- [Point labeling examples]
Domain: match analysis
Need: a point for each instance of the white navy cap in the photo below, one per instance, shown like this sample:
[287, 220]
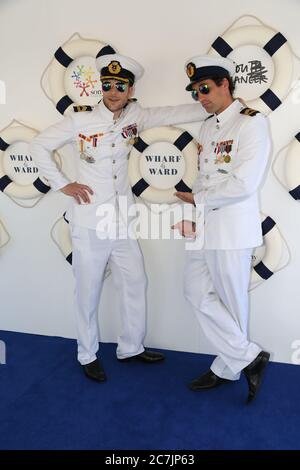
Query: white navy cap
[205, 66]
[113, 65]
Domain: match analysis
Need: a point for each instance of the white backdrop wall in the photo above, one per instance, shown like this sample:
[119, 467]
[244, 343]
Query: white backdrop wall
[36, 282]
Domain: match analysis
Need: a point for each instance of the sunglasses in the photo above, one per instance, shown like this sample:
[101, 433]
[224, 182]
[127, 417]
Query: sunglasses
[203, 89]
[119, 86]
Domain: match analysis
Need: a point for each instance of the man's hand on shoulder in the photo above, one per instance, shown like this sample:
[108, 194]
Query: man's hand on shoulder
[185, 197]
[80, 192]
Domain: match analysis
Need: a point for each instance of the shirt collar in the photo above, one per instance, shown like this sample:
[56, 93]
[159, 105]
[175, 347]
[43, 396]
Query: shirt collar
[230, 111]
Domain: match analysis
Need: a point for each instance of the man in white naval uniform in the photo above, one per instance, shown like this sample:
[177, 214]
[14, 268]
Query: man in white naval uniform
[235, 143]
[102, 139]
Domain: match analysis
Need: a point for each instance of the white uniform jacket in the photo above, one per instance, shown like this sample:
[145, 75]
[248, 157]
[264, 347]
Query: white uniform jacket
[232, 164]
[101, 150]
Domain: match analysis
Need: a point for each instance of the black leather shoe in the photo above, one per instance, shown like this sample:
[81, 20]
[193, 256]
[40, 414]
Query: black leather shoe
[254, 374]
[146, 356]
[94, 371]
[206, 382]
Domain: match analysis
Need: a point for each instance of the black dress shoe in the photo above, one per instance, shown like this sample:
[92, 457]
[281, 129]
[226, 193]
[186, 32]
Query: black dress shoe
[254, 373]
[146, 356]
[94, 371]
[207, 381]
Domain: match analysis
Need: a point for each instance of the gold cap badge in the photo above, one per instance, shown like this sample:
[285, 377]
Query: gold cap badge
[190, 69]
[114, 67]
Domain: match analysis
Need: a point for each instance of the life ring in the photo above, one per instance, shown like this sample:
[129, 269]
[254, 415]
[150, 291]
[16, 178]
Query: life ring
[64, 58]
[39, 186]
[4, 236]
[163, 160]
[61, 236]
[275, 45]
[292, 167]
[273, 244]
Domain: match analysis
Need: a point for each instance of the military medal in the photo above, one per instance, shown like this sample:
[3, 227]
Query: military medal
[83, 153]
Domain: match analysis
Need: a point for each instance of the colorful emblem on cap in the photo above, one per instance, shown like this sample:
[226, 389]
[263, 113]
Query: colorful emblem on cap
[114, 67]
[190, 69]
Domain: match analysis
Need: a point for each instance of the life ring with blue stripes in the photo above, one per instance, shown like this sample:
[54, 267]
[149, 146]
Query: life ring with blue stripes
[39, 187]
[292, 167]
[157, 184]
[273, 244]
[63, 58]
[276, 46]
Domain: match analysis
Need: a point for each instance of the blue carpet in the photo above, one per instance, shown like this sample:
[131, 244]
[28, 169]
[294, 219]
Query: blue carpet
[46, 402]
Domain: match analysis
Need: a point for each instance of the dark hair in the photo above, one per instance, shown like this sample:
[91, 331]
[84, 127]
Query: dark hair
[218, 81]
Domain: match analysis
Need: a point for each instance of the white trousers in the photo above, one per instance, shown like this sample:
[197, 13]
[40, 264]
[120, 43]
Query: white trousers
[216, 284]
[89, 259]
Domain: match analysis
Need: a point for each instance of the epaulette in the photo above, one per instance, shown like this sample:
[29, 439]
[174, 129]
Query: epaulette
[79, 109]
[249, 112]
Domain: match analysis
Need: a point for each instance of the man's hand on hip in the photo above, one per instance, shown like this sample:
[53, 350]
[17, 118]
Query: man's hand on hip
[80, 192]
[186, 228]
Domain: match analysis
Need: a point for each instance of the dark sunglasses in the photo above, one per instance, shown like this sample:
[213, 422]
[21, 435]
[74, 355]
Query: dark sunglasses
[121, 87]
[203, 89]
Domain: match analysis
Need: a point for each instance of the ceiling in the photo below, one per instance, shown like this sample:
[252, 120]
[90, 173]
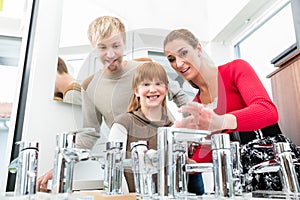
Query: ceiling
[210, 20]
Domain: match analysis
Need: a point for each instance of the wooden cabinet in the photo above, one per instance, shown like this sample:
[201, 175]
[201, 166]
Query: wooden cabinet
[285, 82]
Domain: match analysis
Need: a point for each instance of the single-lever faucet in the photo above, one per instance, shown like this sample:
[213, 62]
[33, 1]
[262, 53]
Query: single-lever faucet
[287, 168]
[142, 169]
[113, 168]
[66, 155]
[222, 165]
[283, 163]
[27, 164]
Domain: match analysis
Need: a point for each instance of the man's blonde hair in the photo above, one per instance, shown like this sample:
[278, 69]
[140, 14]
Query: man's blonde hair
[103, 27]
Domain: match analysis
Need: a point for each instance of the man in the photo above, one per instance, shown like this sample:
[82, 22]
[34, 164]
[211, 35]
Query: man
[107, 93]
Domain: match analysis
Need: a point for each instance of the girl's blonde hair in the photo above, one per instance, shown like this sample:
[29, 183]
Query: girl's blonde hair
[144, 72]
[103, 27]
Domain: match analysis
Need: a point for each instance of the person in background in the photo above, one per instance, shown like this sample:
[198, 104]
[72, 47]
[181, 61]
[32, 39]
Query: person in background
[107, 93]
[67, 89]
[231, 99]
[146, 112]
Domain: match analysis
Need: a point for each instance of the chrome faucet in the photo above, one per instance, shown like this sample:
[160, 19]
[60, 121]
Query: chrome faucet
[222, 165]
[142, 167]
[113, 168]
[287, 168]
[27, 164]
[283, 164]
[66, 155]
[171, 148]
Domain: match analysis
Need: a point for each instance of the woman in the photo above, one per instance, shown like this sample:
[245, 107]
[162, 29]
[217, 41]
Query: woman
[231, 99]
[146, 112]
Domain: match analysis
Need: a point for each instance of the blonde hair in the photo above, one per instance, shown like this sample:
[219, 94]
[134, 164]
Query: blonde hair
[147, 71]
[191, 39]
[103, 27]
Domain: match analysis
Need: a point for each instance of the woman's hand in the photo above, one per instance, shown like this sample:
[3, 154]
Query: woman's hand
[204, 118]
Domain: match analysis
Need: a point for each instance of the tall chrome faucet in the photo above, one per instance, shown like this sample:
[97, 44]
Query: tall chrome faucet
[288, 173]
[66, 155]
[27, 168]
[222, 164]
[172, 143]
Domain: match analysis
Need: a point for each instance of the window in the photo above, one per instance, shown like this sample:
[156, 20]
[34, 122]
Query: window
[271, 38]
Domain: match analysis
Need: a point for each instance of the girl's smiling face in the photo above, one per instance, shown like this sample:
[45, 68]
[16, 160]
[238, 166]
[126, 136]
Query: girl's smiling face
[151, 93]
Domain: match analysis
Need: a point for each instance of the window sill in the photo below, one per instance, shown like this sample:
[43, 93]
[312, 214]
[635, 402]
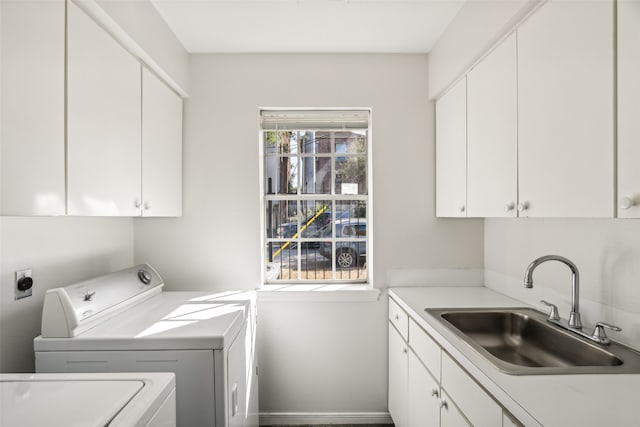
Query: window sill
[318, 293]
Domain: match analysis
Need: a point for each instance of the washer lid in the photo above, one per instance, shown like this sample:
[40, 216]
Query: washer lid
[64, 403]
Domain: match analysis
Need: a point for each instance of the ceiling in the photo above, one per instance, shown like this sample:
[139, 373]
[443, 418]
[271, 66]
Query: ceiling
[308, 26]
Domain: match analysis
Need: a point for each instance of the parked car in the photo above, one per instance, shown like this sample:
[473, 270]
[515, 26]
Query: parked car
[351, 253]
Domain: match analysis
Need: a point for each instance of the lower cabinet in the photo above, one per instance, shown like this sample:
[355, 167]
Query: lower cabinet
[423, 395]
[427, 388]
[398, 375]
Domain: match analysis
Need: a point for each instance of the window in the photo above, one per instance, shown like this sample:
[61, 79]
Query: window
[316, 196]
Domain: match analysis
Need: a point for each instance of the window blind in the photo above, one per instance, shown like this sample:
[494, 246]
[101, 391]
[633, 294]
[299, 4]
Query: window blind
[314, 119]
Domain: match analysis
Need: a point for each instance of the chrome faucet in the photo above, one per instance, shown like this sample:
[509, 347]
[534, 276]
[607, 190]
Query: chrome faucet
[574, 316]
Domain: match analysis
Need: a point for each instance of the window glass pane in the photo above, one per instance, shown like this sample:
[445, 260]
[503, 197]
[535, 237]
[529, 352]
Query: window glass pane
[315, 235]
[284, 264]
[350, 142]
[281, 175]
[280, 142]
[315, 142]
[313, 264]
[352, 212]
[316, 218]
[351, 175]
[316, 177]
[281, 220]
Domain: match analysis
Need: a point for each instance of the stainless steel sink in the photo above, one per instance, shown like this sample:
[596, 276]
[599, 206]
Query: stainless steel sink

- [GIVEN REQUEST]
Pick out every line of the data above that contains the string "gold", and copy each one in full. Treat the match as case-sensitive.

- [CORRECT OUTPUT]
Need: a point for each instance of the gold cap badge in the photo above, one per instance, shown like this sample:
Query: gold cap badge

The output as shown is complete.